DATA PROVIDED below:

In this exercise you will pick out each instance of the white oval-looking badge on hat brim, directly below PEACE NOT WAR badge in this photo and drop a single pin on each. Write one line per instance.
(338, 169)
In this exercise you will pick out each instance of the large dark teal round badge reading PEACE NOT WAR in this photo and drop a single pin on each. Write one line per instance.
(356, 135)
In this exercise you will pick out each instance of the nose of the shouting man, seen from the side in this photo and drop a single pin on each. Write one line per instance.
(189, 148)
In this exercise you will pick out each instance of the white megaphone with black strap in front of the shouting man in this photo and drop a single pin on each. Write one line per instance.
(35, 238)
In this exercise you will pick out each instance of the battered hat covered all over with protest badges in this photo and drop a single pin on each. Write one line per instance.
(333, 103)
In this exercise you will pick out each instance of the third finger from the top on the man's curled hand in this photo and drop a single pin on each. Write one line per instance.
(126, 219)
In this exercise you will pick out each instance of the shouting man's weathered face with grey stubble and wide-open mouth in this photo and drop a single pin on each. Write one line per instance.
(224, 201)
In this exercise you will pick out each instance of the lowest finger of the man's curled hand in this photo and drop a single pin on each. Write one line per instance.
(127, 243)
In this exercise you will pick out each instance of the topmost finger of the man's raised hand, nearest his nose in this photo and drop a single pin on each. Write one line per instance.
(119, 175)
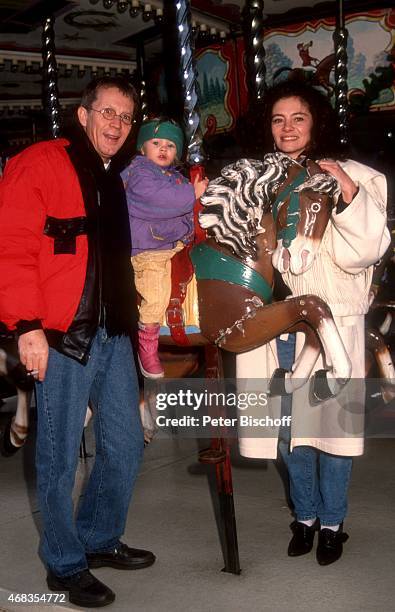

End of DATA PROVIDED.

The records above must be output exactly, except for their pictures.

In this exercise you will pick out each instance of the white oval-looking badge on hat brim, directly below PEACE NOT WAR badge in this photo and drop a single pin on each. Write one line per instance.
(338, 169)
In this exercise you will pick out each instance of the large dark teal round badge reading PEACE NOT WAR in this photo and drop a single pin on each. Write one line per instance.
(356, 135)
In this exercise you will pick out each instance of the nose of the shouting man, seen from the side in this photo and drop a single pin on each. Write one line per instance.
(189, 148)
In this exercise you will pick out each instance of the white megaphone with black strap in front of the shouting man in this photo and drop a single pin on each. Write one line per instance.
(35, 238)
In this exercise you will pick out each instance of the battered hat covered all over with protest badges in this photo and drop a single pin on each. Write one line per instance.
(333, 103)
In this exercise you will pick out each instance of the third finger from the top on the man's curled hand in this photo and drop a single pin on each. Write one line per instance.
(126, 219)
In this exercise you will pick out each instance of the shouting man's weathered face with grey stubble and wide-open mouth in this photo and drop a single pin on each. Write one line per instance.
(224, 201)
In this exercise you will pick out each instance of the lowest finger of the man's curled hand in this photo and drop a single pin on each. Write one line per instance.
(127, 243)
In this exercise you will pick out each instance of the topmost finger of the man's raised hand, nearest his nose in this photo and drop a single pin on each. Write one line per instance.
(119, 175)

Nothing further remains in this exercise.